**Problem statement:**
Print the complete set of entries exactly.

— START Record list —

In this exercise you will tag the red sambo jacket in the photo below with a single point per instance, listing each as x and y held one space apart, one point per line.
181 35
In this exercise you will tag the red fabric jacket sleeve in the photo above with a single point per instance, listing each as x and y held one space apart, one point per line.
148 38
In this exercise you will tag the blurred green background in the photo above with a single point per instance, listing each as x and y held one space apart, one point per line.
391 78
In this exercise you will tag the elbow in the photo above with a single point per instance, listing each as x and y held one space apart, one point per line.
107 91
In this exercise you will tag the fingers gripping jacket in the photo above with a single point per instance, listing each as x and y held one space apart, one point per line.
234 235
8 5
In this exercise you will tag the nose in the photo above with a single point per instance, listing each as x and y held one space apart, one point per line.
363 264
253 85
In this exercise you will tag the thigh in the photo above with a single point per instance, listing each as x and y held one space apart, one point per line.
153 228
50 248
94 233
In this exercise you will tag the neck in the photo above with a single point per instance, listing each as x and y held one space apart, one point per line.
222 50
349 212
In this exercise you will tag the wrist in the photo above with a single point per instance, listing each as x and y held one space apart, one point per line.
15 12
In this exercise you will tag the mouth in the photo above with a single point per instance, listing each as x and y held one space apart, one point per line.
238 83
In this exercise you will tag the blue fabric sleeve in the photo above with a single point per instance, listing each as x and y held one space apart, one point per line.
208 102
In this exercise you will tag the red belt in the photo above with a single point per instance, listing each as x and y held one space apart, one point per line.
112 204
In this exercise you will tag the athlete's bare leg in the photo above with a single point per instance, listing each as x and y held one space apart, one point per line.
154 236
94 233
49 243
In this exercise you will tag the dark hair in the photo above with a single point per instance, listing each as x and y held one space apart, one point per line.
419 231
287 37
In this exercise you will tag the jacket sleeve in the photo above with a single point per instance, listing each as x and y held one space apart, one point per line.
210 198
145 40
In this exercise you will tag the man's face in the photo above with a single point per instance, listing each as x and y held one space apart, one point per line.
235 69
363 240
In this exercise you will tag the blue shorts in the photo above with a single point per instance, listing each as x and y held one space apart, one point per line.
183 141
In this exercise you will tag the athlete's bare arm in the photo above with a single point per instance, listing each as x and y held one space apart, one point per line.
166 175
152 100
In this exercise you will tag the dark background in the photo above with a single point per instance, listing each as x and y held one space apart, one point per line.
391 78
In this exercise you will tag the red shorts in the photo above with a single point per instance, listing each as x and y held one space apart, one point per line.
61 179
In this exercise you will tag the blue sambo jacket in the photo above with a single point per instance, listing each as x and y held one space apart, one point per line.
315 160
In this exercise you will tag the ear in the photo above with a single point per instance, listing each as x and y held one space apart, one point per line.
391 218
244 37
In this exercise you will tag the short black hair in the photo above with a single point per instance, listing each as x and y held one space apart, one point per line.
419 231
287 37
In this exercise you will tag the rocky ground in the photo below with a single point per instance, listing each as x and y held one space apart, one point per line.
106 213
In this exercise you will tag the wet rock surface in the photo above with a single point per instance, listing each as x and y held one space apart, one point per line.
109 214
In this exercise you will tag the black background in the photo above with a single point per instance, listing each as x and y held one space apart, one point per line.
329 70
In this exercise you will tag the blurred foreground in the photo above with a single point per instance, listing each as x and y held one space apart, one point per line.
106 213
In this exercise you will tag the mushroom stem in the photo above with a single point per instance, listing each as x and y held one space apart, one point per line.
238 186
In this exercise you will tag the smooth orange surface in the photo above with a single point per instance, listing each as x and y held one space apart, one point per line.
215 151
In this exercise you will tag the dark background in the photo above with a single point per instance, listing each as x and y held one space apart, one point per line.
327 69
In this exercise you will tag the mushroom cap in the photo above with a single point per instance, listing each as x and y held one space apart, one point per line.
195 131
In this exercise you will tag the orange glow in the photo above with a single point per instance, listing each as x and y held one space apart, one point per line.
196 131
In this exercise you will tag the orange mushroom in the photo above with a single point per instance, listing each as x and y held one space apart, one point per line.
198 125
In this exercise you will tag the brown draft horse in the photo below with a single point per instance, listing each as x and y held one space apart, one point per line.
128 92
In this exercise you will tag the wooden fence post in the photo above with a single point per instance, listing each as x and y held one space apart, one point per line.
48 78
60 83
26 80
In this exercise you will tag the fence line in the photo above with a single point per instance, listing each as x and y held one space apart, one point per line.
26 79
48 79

— END Record list —

**Expected answer:**
In this exercise you will tag the red sambo jacket in the photo below with a single point per instance, listing each as x and y held one space apart, one point per line.
181 35
In this exercise you will tag the red fabric jacket sleeve in the photo above with a single point per instance, listing each as x and y held one space apart, one point per line.
148 38
In this exercise you will tag the blurred green background in the photo above with a single point per instance, listing each as x and y held one space apart, one point per line.
391 78
In this exercise you will tag the elbow in the photo above with a single point per instance, listing each as x and y held one space apart, one point per line.
107 91
In this exercise you will tag the fingers gripping jacket in the photo above with a single point per instance, listing each as x and y held one space apart, one point per line.
234 235
8 5
In this exercise you will tag the nose in the photo above with a single point per instance, listing each as x and y held one space apart, one point per line.
363 264
253 85
In this exercise you will tag the thigh in the photo above with a single point per instance, listing each as x and y held one space apart, one point per line.
153 228
50 248
94 233
In this exercise you will tag the neck in the photo above with a single point per instance, listing each as x and y held one space apart, one point per line.
222 50
349 212
In this exercise you will tag the wrist in the photo above with a single point per instance, listing each as x and y held one space apart, one point per line.
15 12
In this exercise you will tag the mouth in the photo above with a single point per instance, listing each as x and y held one space apart, one point per line.
238 83
In this exercise you will tag the blue fabric sleeve in the photo above with a single point per instance, listing each as x and y held one space apart, one point per line.
208 102
In this exercise you will tag the red belt in the photo above with a single point per instance, listing each as x and y held one space apart, one point per line.
112 204
In this exercise you will tag the athlete's bare leg in the photo above with a single point per instance, listing each as x and y held one space apart, one point per line.
154 236
94 233
49 243
In this exercise you will tag the dark hair in the photo above with a single point per instance, listing each as x and y held one space apart, one point per line.
419 231
287 37
In this exercise you will tag the jacket sleeve in the photo above with a single point per instance, listing each as x and y held one space apart, one point per line.
210 198
145 40
In this exercise you will tag the man's face in the photo above with a single point per instance, listing each as x and y held one space apart, one point per line.
235 69
363 240
In this exercise you will tag the blue shorts in the photo above with a single point per instance, listing each as x and y held one space apart, one point per line.
183 141
In this exercise you will tag the athlete's bare arm in the photo above with a single point per instance, listing each as x and y held one space apart, one point per line.
166 175
152 100
In this exercise you will tag the dark background in the photo above with a single point per instance, listing each as x and y held one space apart, one point per line.
391 78
In this exercise you will tag the red shorts in the photo above with a single point per instance, listing each as x and y held one space apart, one point per line.
61 179
In this exercise you will tag the blue sambo jacket in the photo above with a single point per instance, listing each as x and y held one space apart, one point per line.
315 160
In this exercise you will tag the ear in the photo above with a single point per instance, listing each as x and y held one space apart, one point per line.
391 218
244 37
In this exercise you will tag the short black hair in the photo above with a single point per instance, listing each as x and y held one space apart, one point per line.
419 231
287 37
In this exercise you will tag the rocky ground in the photo below with a single point per instance, listing each as x and y held one space apart, one point per line.
106 213
In this exercise you will tag the wet rock surface in the photo above with a single point per instance, listing each as x and y held one space apart, one point per line.
109 214
In this exercise you will tag the black background in the photo above with a single point per instance, listing each as x and y held one space apart, one point per line.
329 70
In this exercise you will tag the blurred foreground in the photo above with a single point per instance, listing each as x and y held one space apart, one point per line.
106 213
In this exercise you will tag the mushroom stem in the photo above with a single point per instance, listing each as x and y held one space apart, one point per line.
238 186
In this exercise you will tag the smooth orange surface in the photo above with a single point per instance, listing each as x and y held one space apart, one point per line.
215 151
In this exercise you will tag the dark background in the photo above with a single point per instance, listing each as x and y held one space apart, one point per line.
327 69
In this exercise you will tag the mushroom cap in the photo above with a single point per instance, listing each as x and y held one space apart, one point per line.
195 131
In this exercise you will tag the orange glow in the photo above with a single point per instance, listing each as x and y held one space apart, one point per line.
196 131
In this exercise you will tag the orange mushroom in the photo above with a single point per instance, listing each as x and y held one space apart, one point per line.
198 125
In this exercise you will tag the brown draft horse in the photo below with a single point per instance, listing each as x and y held one space apart, one point per line.
128 92
In this exercise you will tag the wooden fence post in the photo above with a single point per instance, listing each as x and y held one space apart, one point per line.
48 78
60 83
26 80
In this exercise you will tag the fence line in the photo above with a single point per instance, listing each as x and y held one space apart, one point per line.
26 79
48 79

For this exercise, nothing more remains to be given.